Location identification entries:
○ ○ ○ ○

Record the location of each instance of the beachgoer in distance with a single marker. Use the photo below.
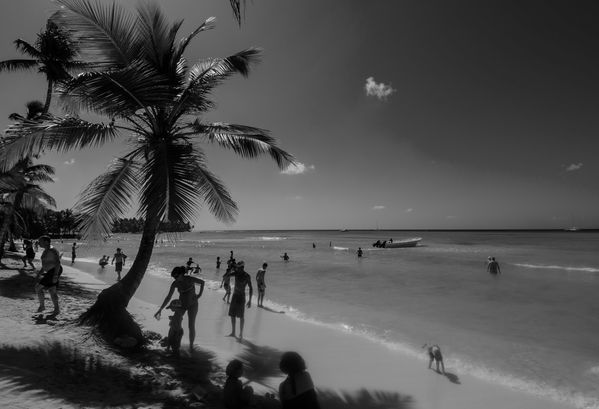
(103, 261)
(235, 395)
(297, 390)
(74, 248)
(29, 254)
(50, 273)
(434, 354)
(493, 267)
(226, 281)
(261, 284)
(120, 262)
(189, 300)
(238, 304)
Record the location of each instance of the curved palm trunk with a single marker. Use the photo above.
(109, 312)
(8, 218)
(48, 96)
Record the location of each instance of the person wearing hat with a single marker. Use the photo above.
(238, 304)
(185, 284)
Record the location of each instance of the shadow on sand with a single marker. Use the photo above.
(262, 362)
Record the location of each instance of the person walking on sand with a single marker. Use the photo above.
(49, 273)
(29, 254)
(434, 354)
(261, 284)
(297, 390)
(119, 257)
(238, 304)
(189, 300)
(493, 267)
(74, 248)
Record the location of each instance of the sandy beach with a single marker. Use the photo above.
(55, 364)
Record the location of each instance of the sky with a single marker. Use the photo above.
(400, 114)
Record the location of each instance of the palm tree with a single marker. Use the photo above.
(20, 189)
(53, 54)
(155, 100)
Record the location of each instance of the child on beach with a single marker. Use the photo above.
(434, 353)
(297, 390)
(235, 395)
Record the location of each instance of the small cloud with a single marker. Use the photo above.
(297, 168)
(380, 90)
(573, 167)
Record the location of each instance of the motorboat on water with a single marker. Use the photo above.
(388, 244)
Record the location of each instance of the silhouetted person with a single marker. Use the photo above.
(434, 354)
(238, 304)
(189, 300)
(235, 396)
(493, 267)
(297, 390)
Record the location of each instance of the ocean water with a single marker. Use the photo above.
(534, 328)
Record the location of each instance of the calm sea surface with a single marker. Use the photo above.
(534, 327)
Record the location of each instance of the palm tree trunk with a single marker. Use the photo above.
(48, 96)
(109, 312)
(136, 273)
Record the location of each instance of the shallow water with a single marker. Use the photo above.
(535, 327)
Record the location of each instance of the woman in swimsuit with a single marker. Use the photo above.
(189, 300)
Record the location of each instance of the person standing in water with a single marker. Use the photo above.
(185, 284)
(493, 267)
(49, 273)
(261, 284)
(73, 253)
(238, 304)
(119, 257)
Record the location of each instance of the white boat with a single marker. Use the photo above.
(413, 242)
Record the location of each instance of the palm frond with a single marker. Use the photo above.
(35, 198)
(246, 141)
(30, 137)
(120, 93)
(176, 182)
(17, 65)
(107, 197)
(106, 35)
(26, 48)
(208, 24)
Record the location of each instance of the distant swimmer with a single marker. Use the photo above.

○ ○ ○ ○

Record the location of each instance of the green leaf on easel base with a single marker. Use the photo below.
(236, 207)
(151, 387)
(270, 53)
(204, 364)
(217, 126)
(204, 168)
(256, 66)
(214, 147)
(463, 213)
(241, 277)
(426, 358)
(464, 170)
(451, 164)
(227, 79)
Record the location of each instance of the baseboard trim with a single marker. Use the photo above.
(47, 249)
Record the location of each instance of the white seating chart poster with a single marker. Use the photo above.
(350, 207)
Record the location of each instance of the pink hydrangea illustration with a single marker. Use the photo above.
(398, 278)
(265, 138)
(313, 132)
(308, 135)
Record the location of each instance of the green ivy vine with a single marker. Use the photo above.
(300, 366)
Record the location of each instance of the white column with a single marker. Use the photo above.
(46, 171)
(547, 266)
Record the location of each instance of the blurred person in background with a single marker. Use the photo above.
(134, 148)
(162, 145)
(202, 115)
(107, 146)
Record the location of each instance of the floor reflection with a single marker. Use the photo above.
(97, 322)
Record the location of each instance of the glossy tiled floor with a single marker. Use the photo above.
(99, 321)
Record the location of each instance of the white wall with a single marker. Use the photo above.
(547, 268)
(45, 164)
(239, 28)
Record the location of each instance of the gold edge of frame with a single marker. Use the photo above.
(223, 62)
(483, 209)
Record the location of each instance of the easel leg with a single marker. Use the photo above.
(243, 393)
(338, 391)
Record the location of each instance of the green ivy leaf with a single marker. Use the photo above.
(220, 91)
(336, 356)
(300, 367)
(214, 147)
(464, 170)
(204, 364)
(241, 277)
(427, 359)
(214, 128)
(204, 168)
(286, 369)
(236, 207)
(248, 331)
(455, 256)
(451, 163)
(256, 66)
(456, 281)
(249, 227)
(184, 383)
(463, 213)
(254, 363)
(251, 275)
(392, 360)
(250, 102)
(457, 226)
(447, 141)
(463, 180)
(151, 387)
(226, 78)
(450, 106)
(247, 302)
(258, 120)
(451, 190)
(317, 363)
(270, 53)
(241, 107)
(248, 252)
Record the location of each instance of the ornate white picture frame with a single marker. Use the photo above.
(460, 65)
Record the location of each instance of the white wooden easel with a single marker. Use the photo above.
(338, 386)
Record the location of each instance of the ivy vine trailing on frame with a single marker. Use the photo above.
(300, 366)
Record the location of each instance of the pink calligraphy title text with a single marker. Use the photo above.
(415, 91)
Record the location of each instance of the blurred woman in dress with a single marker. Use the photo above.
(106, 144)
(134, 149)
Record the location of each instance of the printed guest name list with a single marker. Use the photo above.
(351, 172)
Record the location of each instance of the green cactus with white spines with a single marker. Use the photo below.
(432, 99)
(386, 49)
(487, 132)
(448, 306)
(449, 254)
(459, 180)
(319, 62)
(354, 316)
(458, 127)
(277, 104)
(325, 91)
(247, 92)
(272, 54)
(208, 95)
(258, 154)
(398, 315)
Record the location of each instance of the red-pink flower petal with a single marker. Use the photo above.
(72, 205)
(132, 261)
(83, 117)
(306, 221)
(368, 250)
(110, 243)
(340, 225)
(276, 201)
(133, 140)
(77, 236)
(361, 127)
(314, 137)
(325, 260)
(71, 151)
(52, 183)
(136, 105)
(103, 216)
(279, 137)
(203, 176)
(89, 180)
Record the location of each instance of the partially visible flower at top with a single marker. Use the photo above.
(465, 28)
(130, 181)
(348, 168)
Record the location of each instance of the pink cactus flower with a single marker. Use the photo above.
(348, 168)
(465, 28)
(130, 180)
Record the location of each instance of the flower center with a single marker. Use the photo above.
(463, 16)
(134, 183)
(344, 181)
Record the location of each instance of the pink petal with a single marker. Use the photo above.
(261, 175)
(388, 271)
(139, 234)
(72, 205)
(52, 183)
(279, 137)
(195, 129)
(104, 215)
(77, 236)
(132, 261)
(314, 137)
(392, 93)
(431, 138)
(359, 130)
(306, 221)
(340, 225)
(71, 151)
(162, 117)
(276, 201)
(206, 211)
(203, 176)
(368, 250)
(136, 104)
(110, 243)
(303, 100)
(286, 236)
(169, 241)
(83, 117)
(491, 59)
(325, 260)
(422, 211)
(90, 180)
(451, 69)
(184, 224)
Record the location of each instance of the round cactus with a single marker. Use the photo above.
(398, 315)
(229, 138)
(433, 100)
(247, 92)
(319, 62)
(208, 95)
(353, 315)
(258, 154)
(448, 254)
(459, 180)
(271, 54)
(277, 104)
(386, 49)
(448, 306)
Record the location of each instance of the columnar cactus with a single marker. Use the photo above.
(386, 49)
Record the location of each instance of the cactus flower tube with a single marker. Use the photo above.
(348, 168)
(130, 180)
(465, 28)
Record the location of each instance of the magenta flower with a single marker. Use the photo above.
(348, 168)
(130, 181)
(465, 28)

○ ○ ○ ○

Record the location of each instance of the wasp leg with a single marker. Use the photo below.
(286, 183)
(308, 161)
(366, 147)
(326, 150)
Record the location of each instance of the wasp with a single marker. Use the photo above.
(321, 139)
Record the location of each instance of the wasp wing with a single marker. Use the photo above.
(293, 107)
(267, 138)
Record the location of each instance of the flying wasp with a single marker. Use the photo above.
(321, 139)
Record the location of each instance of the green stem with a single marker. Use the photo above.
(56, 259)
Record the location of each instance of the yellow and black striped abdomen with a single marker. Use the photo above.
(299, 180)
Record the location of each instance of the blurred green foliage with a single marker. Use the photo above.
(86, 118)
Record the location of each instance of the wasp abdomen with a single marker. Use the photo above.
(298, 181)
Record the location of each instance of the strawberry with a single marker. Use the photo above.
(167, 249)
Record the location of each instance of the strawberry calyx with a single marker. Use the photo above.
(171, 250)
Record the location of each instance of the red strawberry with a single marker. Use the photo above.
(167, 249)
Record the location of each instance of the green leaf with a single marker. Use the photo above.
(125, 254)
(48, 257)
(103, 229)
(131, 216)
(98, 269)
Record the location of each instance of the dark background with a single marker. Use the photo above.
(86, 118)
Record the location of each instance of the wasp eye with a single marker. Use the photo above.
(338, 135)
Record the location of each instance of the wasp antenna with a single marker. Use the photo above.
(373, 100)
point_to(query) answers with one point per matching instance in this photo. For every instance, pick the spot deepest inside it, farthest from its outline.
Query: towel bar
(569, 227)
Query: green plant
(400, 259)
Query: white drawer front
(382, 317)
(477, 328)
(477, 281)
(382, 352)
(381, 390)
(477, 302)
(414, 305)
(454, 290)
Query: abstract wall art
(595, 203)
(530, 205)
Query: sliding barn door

○ ○ ○ ○

What the task asks ▸
Locate every line in the records above that contains the string "blurred", and copy each of those lines.

The solution ▸
Record the location of each instance of the blurred person in background with a single marker. Use the photo above.
Record the location of each instance of the blurred woman in dress with a single marker. Use the photo above.
Record the location of each instance of the blurred green foliage with a single marker. Use the photo above.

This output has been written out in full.